◆ What the task asks
Both the line containing "The response should indicate, for every instance of the metal" and the last line of the listing are included: write out exactly the lines from one to the other.

◆ Data shown
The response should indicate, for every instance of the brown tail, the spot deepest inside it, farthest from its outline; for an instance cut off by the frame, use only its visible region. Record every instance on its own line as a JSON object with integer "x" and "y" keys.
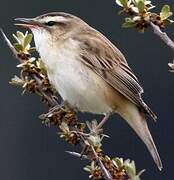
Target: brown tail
{"x": 137, "y": 121}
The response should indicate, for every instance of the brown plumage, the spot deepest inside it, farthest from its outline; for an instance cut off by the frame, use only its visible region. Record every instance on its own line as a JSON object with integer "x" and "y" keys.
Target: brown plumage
{"x": 89, "y": 72}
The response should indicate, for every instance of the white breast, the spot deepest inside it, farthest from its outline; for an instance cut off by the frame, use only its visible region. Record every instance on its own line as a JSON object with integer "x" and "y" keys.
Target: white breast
{"x": 74, "y": 81}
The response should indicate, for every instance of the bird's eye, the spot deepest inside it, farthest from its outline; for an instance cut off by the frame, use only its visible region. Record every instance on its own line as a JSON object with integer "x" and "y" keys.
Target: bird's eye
{"x": 50, "y": 23}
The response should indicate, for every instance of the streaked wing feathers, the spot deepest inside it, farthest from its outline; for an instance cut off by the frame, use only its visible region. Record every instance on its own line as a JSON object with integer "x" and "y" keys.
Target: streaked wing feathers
{"x": 107, "y": 61}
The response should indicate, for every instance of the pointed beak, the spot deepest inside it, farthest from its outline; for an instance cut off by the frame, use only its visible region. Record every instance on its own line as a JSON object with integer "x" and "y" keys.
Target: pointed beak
{"x": 27, "y": 23}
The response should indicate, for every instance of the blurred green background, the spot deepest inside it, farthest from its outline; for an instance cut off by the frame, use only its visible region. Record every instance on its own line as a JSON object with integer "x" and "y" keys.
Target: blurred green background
{"x": 28, "y": 150}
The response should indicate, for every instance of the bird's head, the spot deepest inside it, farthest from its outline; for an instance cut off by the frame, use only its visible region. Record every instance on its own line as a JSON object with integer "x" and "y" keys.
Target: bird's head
{"x": 55, "y": 25}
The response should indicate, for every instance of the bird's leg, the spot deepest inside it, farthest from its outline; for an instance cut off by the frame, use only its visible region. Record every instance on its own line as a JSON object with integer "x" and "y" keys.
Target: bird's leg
{"x": 104, "y": 120}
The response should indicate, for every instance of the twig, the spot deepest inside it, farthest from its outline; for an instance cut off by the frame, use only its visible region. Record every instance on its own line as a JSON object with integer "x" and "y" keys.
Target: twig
{"x": 163, "y": 36}
{"x": 77, "y": 155}
{"x": 104, "y": 170}
{"x": 49, "y": 97}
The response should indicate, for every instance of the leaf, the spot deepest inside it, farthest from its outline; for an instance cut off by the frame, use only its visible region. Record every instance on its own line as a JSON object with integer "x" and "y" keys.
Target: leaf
{"x": 28, "y": 40}
{"x": 18, "y": 47}
{"x": 20, "y": 35}
{"x": 122, "y": 3}
{"x": 165, "y": 12}
{"x": 141, "y": 5}
{"x": 31, "y": 50}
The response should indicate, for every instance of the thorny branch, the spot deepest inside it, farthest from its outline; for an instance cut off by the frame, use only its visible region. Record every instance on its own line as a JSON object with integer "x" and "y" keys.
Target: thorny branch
{"x": 140, "y": 16}
{"x": 33, "y": 78}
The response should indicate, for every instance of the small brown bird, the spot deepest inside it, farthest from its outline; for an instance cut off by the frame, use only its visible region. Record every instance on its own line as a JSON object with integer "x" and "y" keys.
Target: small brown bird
{"x": 89, "y": 72}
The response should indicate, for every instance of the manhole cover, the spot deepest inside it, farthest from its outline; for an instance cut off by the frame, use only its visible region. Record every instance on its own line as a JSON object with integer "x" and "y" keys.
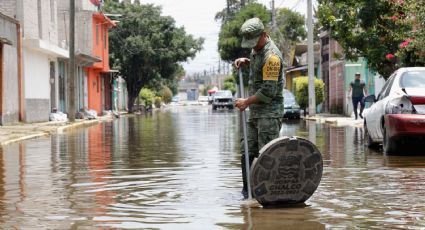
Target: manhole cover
{"x": 287, "y": 171}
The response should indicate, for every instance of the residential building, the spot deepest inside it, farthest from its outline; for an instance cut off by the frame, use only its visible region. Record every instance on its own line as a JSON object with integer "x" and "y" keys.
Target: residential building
{"x": 94, "y": 80}
{"x": 11, "y": 90}
{"x": 338, "y": 73}
{"x": 298, "y": 65}
{"x": 42, "y": 55}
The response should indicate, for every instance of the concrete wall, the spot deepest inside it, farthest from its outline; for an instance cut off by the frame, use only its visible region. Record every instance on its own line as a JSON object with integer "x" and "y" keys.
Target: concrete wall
{"x": 37, "y": 86}
{"x": 10, "y": 83}
{"x": 40, "y": 20}
{"x": 8, "y": 7}
{"x": 83, "y": 24}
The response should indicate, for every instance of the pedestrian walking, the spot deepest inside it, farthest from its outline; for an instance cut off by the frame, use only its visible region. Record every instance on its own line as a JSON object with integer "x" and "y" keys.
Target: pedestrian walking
{"x": 357, "y": 91}
{"x": 266, "y": 81}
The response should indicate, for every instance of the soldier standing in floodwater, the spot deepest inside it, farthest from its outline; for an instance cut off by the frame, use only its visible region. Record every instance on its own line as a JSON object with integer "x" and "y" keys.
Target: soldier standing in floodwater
{"x": 265, "y": 99}
{"x": 357, "y": 91}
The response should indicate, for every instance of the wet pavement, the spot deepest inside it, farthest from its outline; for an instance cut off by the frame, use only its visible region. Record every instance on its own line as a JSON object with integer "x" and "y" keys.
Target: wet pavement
{"x": 179, "y": 169}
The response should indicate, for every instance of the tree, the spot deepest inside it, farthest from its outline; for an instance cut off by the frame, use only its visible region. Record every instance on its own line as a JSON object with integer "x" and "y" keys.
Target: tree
{"x": 301, "y": 91}
{"x": 147, "y": 48}
{"x": 290, "y": 30}
{"x": 147, "y": 96}
{"x": 411, "y": 50}
{"x": 166, "y": 94}
{"x": 367, "y": 28}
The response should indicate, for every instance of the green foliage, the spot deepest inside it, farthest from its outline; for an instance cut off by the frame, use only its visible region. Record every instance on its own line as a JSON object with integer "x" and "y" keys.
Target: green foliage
{"x": 147, "y": 96}
{"x": 290, "y": 30}
{"x": 301, "y": 91}
{"x": 411, "y": 51}
{"x": 166, "y": 94}
{"x": 375, "y": 28}
{"x": 157, "y": 102}
{"x": 147, "y": 48}
{"x": 205, "y": 91}
{"x": 229, "y": 39}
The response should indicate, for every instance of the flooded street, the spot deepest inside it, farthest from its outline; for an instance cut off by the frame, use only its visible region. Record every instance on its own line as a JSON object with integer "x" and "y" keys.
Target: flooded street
{"x": 180, "y": 169}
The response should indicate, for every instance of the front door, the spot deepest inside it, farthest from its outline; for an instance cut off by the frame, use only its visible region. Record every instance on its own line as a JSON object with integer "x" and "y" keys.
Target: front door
{"x": 62, "y": 88}
{"x": 1, "y": 82}
{"x": 52, "y": 86}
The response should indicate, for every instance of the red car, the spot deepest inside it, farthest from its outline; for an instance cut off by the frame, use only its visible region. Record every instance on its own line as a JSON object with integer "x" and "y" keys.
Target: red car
{"x": 397, "y": 116}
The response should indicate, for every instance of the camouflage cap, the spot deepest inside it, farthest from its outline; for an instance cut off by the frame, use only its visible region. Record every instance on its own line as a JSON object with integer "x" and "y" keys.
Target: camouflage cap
{"x": 251, "y": 31}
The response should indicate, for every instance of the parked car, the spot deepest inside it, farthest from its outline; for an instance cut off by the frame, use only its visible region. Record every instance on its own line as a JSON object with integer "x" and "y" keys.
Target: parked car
{"x": 291, "y": 107}
{"x": 203, "y": 99}
{"x": 397, "y": 115}
{"x": 223, "y": 99}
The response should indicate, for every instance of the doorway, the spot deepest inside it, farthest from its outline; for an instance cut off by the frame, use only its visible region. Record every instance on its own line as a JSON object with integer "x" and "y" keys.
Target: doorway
{"x": 52, "y": 87}
{"x": 1, "y": 82}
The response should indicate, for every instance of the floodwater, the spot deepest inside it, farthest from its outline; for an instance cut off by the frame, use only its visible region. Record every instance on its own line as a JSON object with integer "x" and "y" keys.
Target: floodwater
{"x": 179, "y": 169}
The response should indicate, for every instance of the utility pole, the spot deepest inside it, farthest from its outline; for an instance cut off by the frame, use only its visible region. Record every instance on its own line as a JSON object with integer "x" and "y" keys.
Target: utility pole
{"x": 71, "y": 75}
{"x": 273, "y": 17}
{"x": 310, "y": 59}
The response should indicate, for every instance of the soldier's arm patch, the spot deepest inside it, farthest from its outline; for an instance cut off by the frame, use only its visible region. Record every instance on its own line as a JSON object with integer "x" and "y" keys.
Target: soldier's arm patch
{"x": 271, "y": 68}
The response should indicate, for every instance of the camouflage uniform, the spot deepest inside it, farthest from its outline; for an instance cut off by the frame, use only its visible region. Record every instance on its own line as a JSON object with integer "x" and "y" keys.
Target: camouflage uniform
{"x": 266, "y": 82}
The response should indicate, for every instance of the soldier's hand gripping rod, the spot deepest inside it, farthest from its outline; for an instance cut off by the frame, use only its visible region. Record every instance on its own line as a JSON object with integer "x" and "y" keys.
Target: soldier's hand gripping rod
{"x": 245, "y": 137}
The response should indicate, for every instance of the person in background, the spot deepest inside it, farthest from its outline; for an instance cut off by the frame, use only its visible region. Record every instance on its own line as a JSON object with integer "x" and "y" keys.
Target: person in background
{"x": 357, "y": 91}
{"x": 266, "y": 81}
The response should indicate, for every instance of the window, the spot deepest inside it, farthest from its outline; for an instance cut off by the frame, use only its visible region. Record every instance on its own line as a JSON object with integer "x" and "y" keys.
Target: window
{"x": 52, "y": 10}
{"x": 105, "y": 38}
{"x": 413, "y": 79}
{"x": 97, "y": 34}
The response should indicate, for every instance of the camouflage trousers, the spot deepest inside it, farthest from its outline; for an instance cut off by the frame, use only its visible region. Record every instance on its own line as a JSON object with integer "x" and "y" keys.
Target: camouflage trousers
{"x": 260, "y": 132}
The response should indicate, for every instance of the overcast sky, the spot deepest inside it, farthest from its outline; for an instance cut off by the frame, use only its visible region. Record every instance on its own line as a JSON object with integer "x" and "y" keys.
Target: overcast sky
{"x": 197, "y": 17}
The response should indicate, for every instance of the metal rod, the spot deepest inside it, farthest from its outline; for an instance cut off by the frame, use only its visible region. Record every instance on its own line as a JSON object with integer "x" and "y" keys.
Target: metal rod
{"x": 245, "y": 137}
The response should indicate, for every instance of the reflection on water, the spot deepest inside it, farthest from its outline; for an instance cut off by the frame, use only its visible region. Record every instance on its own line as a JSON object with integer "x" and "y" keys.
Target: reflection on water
{"x": 179, "y": 169}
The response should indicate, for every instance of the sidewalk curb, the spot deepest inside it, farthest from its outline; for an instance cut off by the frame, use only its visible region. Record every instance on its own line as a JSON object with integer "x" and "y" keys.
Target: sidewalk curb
{"x": 31, "y": 136}
{"x": 19, "y": 132}
{"x": 336, "y": 121}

◆ Expected output
The response should indicate, for every instance of the metal rod, the spot deepest inside it, farthest from its outline; for an instance cut off by the frame, use only its visible region. Record every instance on its own line as a JSON object with integer "x" and "y" keys.
Target: metal rod
{"x": 245, "y": 137}
The response should indicate, for every instance of the reflection on water, the spot deepest inside it, farthest from its outline; for an instance cut off by the frame, use only its visible region. Record every instance on its own line as a JSON object with integer "x" and "y" keys.
Target: reflection on water
{"x": 179, "y": 169}
The response should indicate, for every instance of the sidewalk curb, the spot deepest inside it, farthest from its outline; for an instance cut off by the frame, use only its visible region. Record every instance on its own line as a JSON object with integer "x" and "y" keys.
Target: sidewalk curb
{"x": 31, "y": 136}
{"x": 19, "y": 132}
{"x": 336, "y": 121}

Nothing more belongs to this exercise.